Omit all images, then return the remaining material exactly as it stands.

## Excerpted records:
----
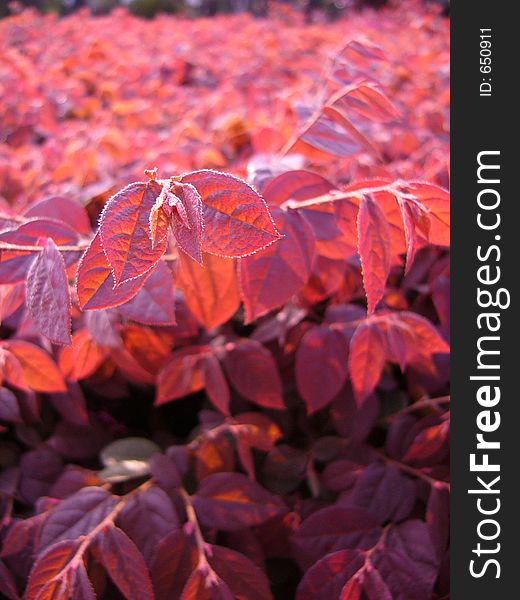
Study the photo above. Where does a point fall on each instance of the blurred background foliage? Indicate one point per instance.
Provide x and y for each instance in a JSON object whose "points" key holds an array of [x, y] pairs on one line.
{"points": [[149, 8]]}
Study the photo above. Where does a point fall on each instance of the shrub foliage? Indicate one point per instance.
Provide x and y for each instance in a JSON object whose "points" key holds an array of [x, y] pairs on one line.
{"points": [[227, 377]]}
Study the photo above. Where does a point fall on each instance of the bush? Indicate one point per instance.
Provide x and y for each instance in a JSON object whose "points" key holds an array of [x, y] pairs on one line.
{"points": [[214, 387]]}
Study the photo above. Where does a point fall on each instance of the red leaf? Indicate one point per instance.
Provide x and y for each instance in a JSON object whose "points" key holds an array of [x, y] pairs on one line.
{"points": [[231, 501], [366, 359], [321, 366], [7, 584], [187, 220], [272, 276], [154, 303], [176, 558], [326, 579], [331, 132], [374, 250], [63, 209], [437, 200], [83, 358], [296, 185], [124, 231], [438, 518], [236, 219], [429, 341], [242, 576], [39, 371], [9, 409], [47, 295], [367, 101], [124, 563], [71, 405], [147, 518], [182, 374], [217, 387], [211, 292], [253, 373], [384, 492], [53, 576], [334, 528], [76, 516], [204, 584], [95, 282]]}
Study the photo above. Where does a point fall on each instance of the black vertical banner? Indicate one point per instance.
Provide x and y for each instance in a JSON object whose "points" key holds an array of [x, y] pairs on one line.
{"points": [[485, 202]]}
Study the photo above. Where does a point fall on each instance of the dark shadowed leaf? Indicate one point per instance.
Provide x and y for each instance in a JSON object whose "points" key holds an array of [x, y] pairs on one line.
{"points": [[47, 295], [231, 501]]}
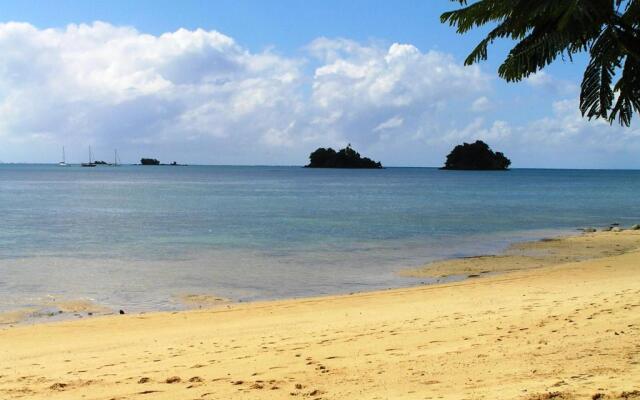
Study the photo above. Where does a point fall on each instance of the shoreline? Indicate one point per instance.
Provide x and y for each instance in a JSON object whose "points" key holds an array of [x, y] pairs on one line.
{"points": [[455, 269], [563, 331]]}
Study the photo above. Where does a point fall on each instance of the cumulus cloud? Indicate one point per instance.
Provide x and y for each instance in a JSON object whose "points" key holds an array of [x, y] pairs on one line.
{"points": [[481, 104], [199, 96]]}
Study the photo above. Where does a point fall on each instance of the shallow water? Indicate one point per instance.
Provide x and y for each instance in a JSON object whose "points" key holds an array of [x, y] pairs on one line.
{"points": [[136, 237]]}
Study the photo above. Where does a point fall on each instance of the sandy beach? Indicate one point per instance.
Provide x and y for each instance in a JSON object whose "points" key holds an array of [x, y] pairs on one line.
{"points": [[562, 329]]}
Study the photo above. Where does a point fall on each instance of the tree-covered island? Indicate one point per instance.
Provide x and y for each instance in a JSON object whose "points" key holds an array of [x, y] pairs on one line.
{"points": [[345, 158], [476, 156]]}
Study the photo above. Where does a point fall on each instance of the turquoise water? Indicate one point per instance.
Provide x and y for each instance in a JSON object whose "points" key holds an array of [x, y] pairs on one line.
{"points": [[134, 237]]}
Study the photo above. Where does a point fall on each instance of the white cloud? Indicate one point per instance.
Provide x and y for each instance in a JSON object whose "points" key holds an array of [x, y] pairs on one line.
{"points": [[542, 80], [198, 96], [481, 104], [391, 123]]}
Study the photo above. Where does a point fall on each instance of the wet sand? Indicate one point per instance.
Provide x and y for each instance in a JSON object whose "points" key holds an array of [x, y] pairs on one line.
{"points": [[560, 331], [536, 254]]}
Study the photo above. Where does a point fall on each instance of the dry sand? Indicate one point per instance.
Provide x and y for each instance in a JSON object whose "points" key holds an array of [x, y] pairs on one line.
{"points": [[557, 332]]}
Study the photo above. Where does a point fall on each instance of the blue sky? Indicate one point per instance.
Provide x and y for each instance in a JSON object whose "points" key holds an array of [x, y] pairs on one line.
{"points": [[385, 76]]}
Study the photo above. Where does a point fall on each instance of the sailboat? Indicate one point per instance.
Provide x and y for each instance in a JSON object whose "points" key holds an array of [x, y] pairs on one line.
{"points": [[90, 163], [115, 158], [63, 163]]}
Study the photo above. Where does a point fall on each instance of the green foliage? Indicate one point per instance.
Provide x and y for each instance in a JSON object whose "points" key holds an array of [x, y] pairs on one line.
{"points": [[345, 158], [545, 29], [476, 156]]}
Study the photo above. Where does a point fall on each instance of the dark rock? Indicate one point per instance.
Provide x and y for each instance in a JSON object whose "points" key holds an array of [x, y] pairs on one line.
{"points": [[476, 156], [345, 158], [149, 161]]}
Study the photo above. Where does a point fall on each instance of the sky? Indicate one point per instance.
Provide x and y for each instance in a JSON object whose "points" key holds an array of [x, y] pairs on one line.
{"points": [[267, 82]]}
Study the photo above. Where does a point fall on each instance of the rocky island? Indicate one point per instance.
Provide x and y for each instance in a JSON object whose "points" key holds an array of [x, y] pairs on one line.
{"points": [[149, 161], [345, 158], [476, 156]]}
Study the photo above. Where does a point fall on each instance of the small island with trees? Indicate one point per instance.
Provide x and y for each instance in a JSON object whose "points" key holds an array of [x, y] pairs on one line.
{"points": [[149, 161], [476, 156], [345, 158]]}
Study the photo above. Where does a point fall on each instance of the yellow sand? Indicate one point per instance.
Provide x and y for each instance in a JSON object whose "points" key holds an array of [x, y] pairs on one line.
{"points": [[536, 254], [556, 332]]}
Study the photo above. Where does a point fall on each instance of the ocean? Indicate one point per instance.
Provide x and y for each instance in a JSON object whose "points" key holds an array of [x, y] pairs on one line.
{"points": [[138, 237]]}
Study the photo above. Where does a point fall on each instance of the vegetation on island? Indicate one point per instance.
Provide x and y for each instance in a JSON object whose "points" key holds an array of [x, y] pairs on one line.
{"points": [[543, 30], [476, 156], [345, 158], [149, 161]]}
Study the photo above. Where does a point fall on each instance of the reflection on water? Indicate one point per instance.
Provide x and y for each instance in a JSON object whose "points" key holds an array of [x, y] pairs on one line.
{"points": [[136, 237]]}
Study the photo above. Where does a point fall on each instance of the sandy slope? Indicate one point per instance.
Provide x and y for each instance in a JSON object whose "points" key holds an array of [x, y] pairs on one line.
{"points": [[564, 331]]}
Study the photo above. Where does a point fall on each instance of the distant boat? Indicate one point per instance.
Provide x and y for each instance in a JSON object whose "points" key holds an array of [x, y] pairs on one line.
----
## Answer to this task:
Study the photo above. Where does a point fall on each instance of the blurred background foliage? Indicate one point per instance.
Provide x and y for each instance in a JSON object whose "points" key holds an array of [x, y] pairs on one line.
{"points": [[149, 8]]}
Study the photo above. Where does a point fall on each instance of the shrub foliage? Indicate one point per instance.
Provide x and y for each instance in a JSON object whose "points" key holds an array of [x, y] pairs on one line.
{"points": [[227, 377]]}
Study the photo above. Where does a point fall on each instance of the bush? Indicate one point per instance.
Provide x and y for each instance in a JSON object whose "points" key holds an array of [x, y] pairs on one line.
{"points": [[214, 387]]}
Study the photo above. Where does a point fall on each instance of the red leaf? Indicate one point per instance.
Provide x and y for each instance in a JSON object whose "points" key holds an array of [x, y] pairs on one line.
{"points": [[231, 501], [366, 359], [321, 366], [7, 584], [187, 220], [272, 276], [154, 303], [176, 558], [326, 579], [331, 132], [374, 250], [63, 209], [437, 200], [83, 358], [296, 185], [124, 231], [438, 518], [236, 219], [429, 341], [242, 576], [39, 371], [9, 409], [47, 295], [367, 101], [124, 563], [71, 405], [147, 518], [182, 374], [217, 387], [211, 292], [253, 373], [384, 492], [53, 576], [334, 528], [76, 516], [204, 584], [95, 282]]}
Study the photo above. Where does a point fall on each instance of the black vertical banner? Indicate one point per instance.
Provide x and y for each instance in a JSON object whose "points" key holds an array of [x, y] pairs on one line.
{"points": [[485, 202]]}
Study the photo above. Where does a point fall on each instance of the dark shadowed leaf? Indicate one point per instance.
Provide x and y for each instance in a JSON object whose "points" key holds an array of [x, y] pairs on one line.
{"points": [[47, 295], [231, 501]]}
Study the photo above. Where does a point fall on each instance of the shoreline? Indicate one point per instance.
Provide x and y for each instance in a JSON object whose "points" key holds an array of [x, y] pairs on one line.
{"points": [[455, 269], [563, 331]]}
Study the photo above. Where does a point fall on each instance of the cumulus cloud? Indicate one point per instance.
Provide x and y for each instance in a JSON object whose "points" key holds an array of [x, y] pairs on one line.
{"points": [[481, 104], [199, 96]]}
Study the photo above. Where does a point fall on each instance of the shallow water? Indicate one point per instance.
Provide x and y for each instance in a JSON object whose "points" key holds an array of [x, y] pairs on one line.
{"points": [[136, 237]]}
Study the photo above. Where does a point fall on each instance of the sandy beach? Indicate one point per instance.
Provide x and y for each instance in a JSON object whose "points" key holds an array of [x, y] pairs on one line.
{"points": [[562, 329]]}
Study the photo above. Where does a point fall on each instance of the tree-covered island? Indicate one point per instance.
Provide x and y for each instance in a JSON object whose "points" key holds an array of [x, y] pairs on one line.
{"points": [[345, 158], [476, 156]]}
Study the photo above. Where does a point fall on each instance of the turquoise water? Indicate one point per instance.
Provide x and y for each instance in a JSON object whose "points" key holds an array of [x, y] pairs on one line.
{"points": [[134, 237]]}
Study the photo above. Where does a point fall on each instance of the white cloud? Indicate one point per instance.
Provide x and y for each instance in a JSON object whose "points" key holds an array of [x, y] pairs on one line.
{"points": [[542, 80], [198, 96], [481, 104], [391, 123]]}
Study the photo above. Where does a point fall on each instance of the wet sand? Indicate one point per instance.
Provide x and y for each instance in a JSON object whose "points" key holds an array of [x, y] pairs on one line.
{"points": [[560, 331], [536, 254]]}
Study the photo above. Where does a point fall on each instance of the dry sand? Indicate one point per instance.
Provide x and y for each instance in a JSON object whose "points" key holds an array of [x, y] pairs on one line.
{"points": [[557, 332]]}
Study the photo above. Where does a point fall on each instance of the blue sky? Indicate one point per instance.
Provide x and y for each instance in a JSON object whose "points" key holds an array of [x, y] pairs on one line.
{"points": [[385, 76]]}
Study the photo above. Where does a point fall on each instance of the sailboat? Indicate one point per instance.
Provide x and y for each instance in a JSON object whose "points" key holds an array of [x, y] pairs on one line.
{"points": [[90, 163], [115, 158], [63, 163]]}
Study the photo above. Where does a point fall on each instance of the green foliage? Indicate one point per instance.
Provide x and y for each instance in a JSON object whose "points" key holds an array of [x, y] pairs on one line.
{"points": [[345, 158], [545, 29], [476, 156]]}
Study the photo above. Where does a point fall on each instance of the dark rock? Indicate one point per instance.
Provide x and y for each instance in a JSON object whose "points" key holds an array of [x, y] pairs on one line.
{"points": [[476, 156], [345, 158], [149, 161]]}
Study the photo above. Where does a point fall on each instance of the sky? Indicate one point per instance.
Provide x and y for each instance in a JSON object whose "points" key holds an array of [x, y] pairs on one line.
{"points": [[267, 82]]}
Study the photo above. Where does a point fall on each instance of the rocky island? Indicate one point per instance.
Provide x and y for each instance in a JSON object whose "points" key holds an array of [x, y] pairs on one line.
{"points": [[149, 161], [345, 158], [476, 156]]}
Study the photo above. Where does a point fall on each instance of the small island with trees? Indicate one point per instance.
Provide x and y for each instance in a JSON object whose "points" key holds an array of [x, y] pairs on one line.
{"points": [[149, 161], [476, 156], [345, 158]]}
Study the photo above. Where does a point fall on each instance of the yellow sand? Indicate one point per instance.
Provide x and y for each instance in a JSON object whose "points" key holds an array of [x, y] pairs on one line.
{"points": [[536, 254], [556, 332]]}
Study the photo above. Where does a point fall on each instance of the ocean? Indicate one point per instance.
Provide x and y for each instance in a JSON object whose "points" key holds an array of [x, y] pairs on one line.
{"points": [[138, 237]]}
Study the photo above. Where does a point fall on each instance of the vegetation on island? Indicate one point per instance.
Provide x and y for each instance in a JSON object whose "points" key holds an array of [x, y] pairs on one line.
{"points": [[543, 30], [476, 156], [345, 158], [149, 161]]}
Study the photo above. Where does a point fall on each instance of the reflection on water? Indicate one point per instance.
Provide x and y for each instance in a JSON object whose "points" key holds an array of [x, y] pairs on one line.
{"points": [[136, 237]]}
Study the photo above. Where does a point fall on each instance of the sandy slope? Indicate one point per instance.
Provide x and y for each instance in a JSON object whose "points" key holds an array of [x, y] pairs on one line.
{"points": [[564, 331]]}
Study the photo above. Where does a point fall on each instance of the distant boat? Indicate one point per instance.
Provide x and y for each instance in a JSON object whose "points" key holds an array of [x, y] pairs on one line.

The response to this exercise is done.